Das hängt davpn ab, kann aber oft billiger sein, den receiver zu verticken und einen neuen zu kaufen, als sich extra noch so ein CI-Modul usw. nachzukaufen, vor allem wenn es nach und nach mehr DVB-C in D gibt und die Receiver eh preiswerter werden


----------



## derseppl (13. September 2010)

Das stimmt, allerdings ist die Frage ob es nicht auch so ginge. Sowohl Unitymedia als auch KD nutzen nämlich Nagravision. Ob dann wirklich auch beide ohne weiteres laufen, muss man halt ausprobieren. Es kann auch sein, dass die Receiver nur unterschiedlich zertifiziert sind, aber beide Anbieter möglich sind.
Da müsstest du dann am besten beim Hersteller anfragen.

Ein weiteres Problem des CI-Moduls ist neben den Kosten von >50€ auch, dass afaik kein Modul aktuell Nagravision unterstützt. Die Alphacrypt-Module unterstützt das nur mit einer alten Firmware.


----------



## Sonic51 (15. September 2010)

...was wär denn mit einer dvb-c-karte für den pc? kann dann doch bestimmt mit nem programm die filme aufnehmen oder?


----------



## derseppl (15. September 2010)

Bei einer Karte mit Tuner für den PC bekommt man aber auch nur die verschlüsselungsfreien Sender rein. Manche Karten haben einen CI-Modul-Slot, wobei aber wieder das Problem mit der fehlenden Nagravision-Entschlüsselung besteht.
Eine andere Möglichkeit wäre, auf DVB-T zu setzen um hochauflösend aufzunehmen (wenn du günstig wohnst) oder du nimmst alles über das Analogkabelnetz auf.

Du kannst dich auch mal bei Ebay umschaun, du brauchst ein CI-Modul von Alphacrypt mit der Firmware 1.16 bzw 3.16 um über Nagra schaun zu können.

□ □ □ □ □

AUFGABE 1: Zähle die Zeilen der Datensätze, in denen das Wort "flower" vorkommt. Gib nur die Anzahl an.

□ □ □ □ □

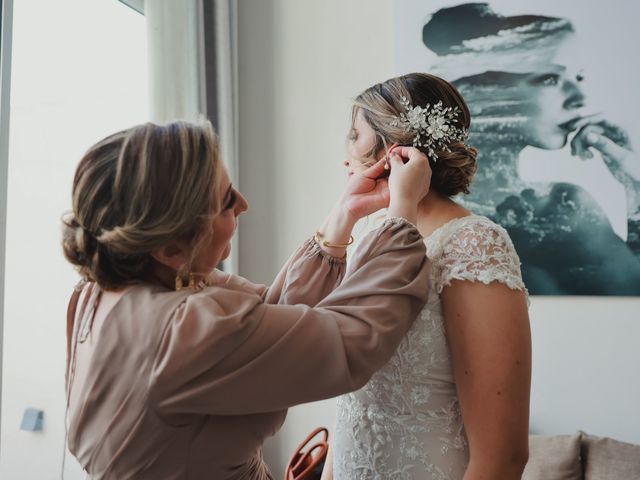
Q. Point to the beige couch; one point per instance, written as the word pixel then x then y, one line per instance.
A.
pixel 581 457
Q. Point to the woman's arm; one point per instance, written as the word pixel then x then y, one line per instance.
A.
pixel 226 352
pixel 312 273
pixel 489 338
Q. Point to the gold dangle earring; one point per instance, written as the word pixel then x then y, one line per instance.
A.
pixel 180 280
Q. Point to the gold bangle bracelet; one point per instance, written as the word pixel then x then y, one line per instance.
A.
pixel 326 243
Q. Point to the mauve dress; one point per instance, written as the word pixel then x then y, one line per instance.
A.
pixel 188 384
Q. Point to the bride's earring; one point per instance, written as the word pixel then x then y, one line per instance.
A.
pixel 180 281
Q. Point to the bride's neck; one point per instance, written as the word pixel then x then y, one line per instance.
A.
pixel 435 210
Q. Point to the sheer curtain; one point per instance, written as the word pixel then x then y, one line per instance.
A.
pixel 193 71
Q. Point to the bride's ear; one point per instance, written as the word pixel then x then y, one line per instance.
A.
pixel 172 255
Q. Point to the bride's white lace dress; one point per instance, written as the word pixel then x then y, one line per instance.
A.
pixel 405 424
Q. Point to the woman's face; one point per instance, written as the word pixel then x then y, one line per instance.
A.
pixel 224 225
pixel 362 139
pixel 552 102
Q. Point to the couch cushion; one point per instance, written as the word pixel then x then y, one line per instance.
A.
pixel 554 457
pixel 609 459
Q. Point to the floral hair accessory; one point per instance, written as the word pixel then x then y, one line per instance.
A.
pixel 433 126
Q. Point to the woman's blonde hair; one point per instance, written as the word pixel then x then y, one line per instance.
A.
pixel 382 103
pixel 137 190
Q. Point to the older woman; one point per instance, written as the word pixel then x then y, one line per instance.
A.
pixel 177 370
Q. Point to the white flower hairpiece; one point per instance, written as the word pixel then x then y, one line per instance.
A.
pixel 433 126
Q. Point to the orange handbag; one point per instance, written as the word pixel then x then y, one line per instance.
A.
pixel 308 460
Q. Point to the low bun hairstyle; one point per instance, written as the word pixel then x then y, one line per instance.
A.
pixel 454 170
pixel 137 190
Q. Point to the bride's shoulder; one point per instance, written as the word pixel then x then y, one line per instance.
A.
pixel 465 233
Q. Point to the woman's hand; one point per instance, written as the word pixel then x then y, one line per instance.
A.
pixel 367 192
pixel 409 182
pixel 612 143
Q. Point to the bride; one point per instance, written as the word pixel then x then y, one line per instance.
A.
pixel 453 402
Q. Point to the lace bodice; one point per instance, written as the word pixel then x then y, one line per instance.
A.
pixel 405 424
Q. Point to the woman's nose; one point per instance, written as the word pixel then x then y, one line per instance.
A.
pixel 242 205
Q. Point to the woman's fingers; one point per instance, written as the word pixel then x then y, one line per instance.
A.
pixel 374 171
pixel 395 160
pixel 579 146
pixel 606 146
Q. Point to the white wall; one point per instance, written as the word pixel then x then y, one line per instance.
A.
pixel 301 62
pixel 78 74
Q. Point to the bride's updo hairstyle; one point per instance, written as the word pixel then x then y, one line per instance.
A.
pixel 453 171
pixel 136 191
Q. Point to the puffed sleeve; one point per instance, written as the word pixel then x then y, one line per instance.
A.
pixel 308 276
pixel 226 351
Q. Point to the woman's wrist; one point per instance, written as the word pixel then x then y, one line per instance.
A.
pixel 335 233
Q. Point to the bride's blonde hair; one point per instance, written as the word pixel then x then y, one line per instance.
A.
pixel 382 103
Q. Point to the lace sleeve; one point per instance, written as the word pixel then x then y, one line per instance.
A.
pixel 479 251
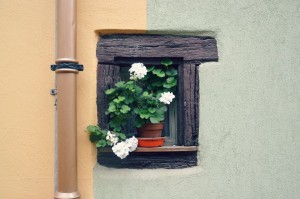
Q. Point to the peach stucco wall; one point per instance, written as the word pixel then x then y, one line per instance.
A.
pixel 26 108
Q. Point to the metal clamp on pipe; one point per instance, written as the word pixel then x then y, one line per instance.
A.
pixel 67 65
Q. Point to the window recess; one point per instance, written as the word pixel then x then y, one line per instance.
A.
pixel 116 53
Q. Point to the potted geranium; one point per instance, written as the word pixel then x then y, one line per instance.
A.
pixel 144 97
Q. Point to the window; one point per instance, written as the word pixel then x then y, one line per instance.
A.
pixel 116 53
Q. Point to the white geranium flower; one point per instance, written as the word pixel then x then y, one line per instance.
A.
pixel 137 71
pixel 112 137
pixel 131 143
pixel 166 97
pixel 121 150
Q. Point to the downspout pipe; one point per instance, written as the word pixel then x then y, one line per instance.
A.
pixel 66 70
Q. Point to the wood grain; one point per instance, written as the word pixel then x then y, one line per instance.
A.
pixel 191 48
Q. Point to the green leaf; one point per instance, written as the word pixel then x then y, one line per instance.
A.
pixel 117 101
pixel 91 128
pixel 171 79
pixel 94 138
pixel 151 110
pixel 159 72
pixel 171 72
pixel 121 98
pixel 145 94
pixel 109 91
pixel 112 108
pixel 166 62
pixel 128 100
pixel 155 120
pixel 150 68
pixel 170 82
pixel 101 143
pixel 125 109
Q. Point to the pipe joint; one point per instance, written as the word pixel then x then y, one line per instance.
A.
pixel 67 65
pixel 73 195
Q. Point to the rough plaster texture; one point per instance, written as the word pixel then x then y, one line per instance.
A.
pixel 249 108
pixel 26 108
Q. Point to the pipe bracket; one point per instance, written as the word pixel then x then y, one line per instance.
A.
pixel 67 65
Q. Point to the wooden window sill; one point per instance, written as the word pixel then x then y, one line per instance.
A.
pixel 169 157
pixel 159 149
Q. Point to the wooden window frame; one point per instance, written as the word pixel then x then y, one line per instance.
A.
pixel 190 51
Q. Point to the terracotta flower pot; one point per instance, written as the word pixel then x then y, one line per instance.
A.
pixel 149 130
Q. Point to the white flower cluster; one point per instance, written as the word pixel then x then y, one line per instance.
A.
pixel 112 137
pixel 137 71
pixel 122 149
pixel 166 97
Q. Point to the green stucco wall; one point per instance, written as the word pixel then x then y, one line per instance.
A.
pixel 249 105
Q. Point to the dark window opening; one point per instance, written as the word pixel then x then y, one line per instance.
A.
pixel 116 53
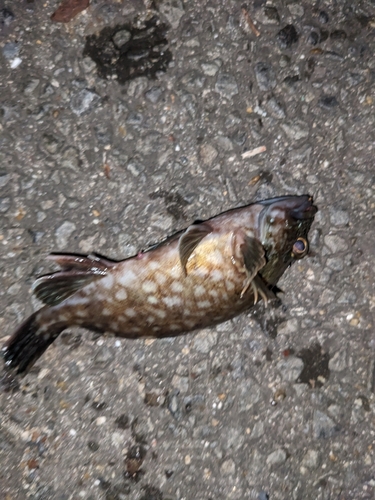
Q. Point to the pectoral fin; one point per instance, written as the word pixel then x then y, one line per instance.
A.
pixel 254 259
pixel 190 239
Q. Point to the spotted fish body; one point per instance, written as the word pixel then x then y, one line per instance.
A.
pixel 207 274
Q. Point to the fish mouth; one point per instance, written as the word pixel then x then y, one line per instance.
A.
pixel 297 207
pixel 305 210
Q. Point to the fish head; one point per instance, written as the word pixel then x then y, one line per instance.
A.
pixel 284 224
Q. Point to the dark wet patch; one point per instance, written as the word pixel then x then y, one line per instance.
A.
pixel 129 52
pixel 133 461
pixel 287 36
pixel 315 370
pixel 174 202
pixel 151 493
pixel 68 9
pixel 115 492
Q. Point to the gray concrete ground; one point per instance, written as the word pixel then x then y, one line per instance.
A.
pixel 112 165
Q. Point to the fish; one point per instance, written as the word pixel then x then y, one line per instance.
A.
pixel 202 276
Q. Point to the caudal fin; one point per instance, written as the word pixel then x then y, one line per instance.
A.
pixel 27 344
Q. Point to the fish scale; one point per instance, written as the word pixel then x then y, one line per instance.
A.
pixel 209 273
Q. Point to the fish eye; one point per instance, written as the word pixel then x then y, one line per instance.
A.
pixel 300 248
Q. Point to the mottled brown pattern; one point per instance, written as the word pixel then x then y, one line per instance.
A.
pixel 160 293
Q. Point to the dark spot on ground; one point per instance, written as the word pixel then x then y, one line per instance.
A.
pixel 315 370
pixel 129 52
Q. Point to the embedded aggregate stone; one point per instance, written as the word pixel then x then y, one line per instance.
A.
pixel 11 50
pixel 226 85
pixel 84 101
pixel 265 76
pixel 64 232
pixel 277 457
pixel 287 36
pixel 323 426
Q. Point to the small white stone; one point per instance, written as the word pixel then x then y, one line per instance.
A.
pixel 16 62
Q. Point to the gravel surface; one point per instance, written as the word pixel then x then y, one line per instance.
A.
pixel 109 145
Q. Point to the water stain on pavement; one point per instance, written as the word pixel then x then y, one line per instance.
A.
pixel 127 51
pixel 315 371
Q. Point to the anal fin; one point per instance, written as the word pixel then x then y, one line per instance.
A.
pixel 77 272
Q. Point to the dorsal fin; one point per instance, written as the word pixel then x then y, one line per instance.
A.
pixel 190 239
pixel 90 263
pixel 77 272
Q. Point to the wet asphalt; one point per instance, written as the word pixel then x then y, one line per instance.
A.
pixel 126 124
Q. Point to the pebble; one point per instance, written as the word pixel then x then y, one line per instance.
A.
pixel 296 130
pixel 323 17
pixel 323 426
pixel 51 143
pixel 335 243
pixel 210 69
pixel 338 216
pixel 311 459
pixel 335 263
pixel 4 205
pixel 11 50
pixel 31 86
pixel 269 15
pixel 290 368
pixel 226 85
pixel 296 9
pixel 277 457
pixel 347 297
pixel 328 102
pixel 121 37
pixel 207 154
pixel 265 76
pixel 193 80
pixel 338 361
pixel 6 16
pixel 4 179
pixel 135 118
pixel 263 495
pixel 173 10
pixel 228 467
pixel 137 86
pixel 70 158
pixel 103 357
pixel 15 62
pixel 204 341
pixel 275 108
pixel 63 234
pixel 287 36
pixel 84 101
pixel 314 38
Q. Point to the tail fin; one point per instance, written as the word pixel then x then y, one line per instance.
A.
pixel 28 343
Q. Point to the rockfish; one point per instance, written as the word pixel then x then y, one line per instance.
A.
pixel 202 276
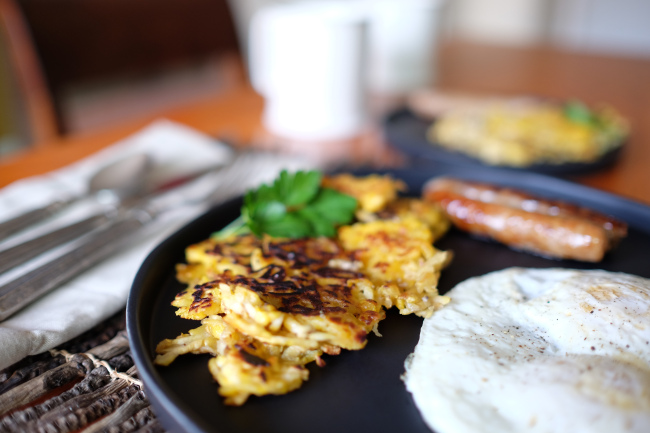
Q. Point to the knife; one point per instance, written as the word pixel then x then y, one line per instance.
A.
pixel 25 251
pixel 230 181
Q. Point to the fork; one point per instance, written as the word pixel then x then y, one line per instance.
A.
pixel 231 180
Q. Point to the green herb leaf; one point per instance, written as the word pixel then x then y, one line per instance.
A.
pixel 578 112
pixel 293 206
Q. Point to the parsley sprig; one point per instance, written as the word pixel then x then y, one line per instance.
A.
pixel 293 206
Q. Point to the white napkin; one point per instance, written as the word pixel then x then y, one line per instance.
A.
pixel 102 291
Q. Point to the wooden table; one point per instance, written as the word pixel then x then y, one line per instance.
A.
pixel 621 82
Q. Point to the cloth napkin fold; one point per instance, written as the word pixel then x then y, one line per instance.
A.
pixel 102 291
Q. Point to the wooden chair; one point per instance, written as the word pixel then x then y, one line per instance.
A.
pixel 65 43
pixel 35 98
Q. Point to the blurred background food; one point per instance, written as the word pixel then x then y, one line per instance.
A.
pixel 520 132
pixel 104 61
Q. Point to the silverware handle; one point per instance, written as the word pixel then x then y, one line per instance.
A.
pixel 21 222
pixel 22 291
pixel 21 253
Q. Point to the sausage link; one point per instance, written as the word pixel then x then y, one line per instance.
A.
pixel 549 228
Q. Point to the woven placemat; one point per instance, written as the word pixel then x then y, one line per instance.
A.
pixel 88 384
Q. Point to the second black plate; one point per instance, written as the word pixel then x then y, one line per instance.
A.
pixel 407 132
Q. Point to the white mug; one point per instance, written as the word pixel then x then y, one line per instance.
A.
pixel 307 60
pixel 403 36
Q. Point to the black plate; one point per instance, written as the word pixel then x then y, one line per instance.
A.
pixel 407 132
pixel 357 391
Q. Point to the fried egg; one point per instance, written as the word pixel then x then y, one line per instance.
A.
pixel 537 350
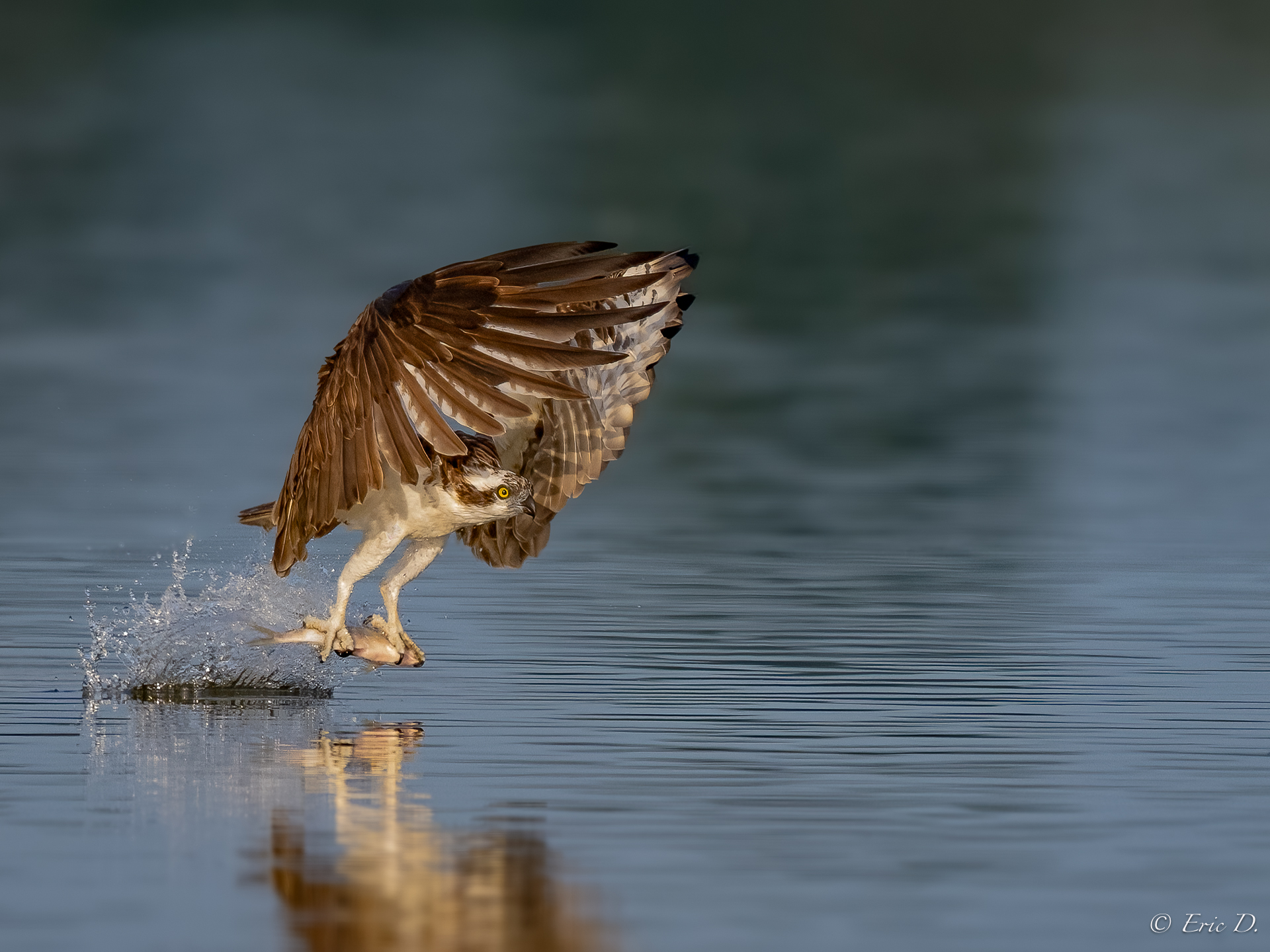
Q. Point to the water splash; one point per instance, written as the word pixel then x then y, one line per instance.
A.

□ □ □ □ □

AUFGABE 2: Gib aus dem Forenthread über DVB-C-Empfang alles von "## Sonic51 (15." bis hinunter zu "das Analogkabelnetz auf." Wort für Wort unverändert wieder.

ENDGÜLTIGE ANTWORT 1: 4

ENDGÜLTIGE ANTWORT 2:
## Sonic51 (15. September 2010)

...was wär denn mit einer dvb-c-karte für den pc? kann dann doch bestimmt mit nem programm die filme aufnehmen oder?


----------



## derseppl (15. September 2010)

Bei einer Karte mit Tuner für den PC bekommt man aber auch nur die verschlüsselungsfreien Sender rein. Manche Karten haben einen CI-Modul-Slot, wobei aber wieder das Problem mit der fehlenden Nagravision-Entschlüsselung besteht.
Eine andere Möglichkeit wäre, auf DVB-T zu setzen um hochauflösend aufzunehmen (wenn du günstig wohnst) oder du nimmst alles über das Analogkabelnetz auf.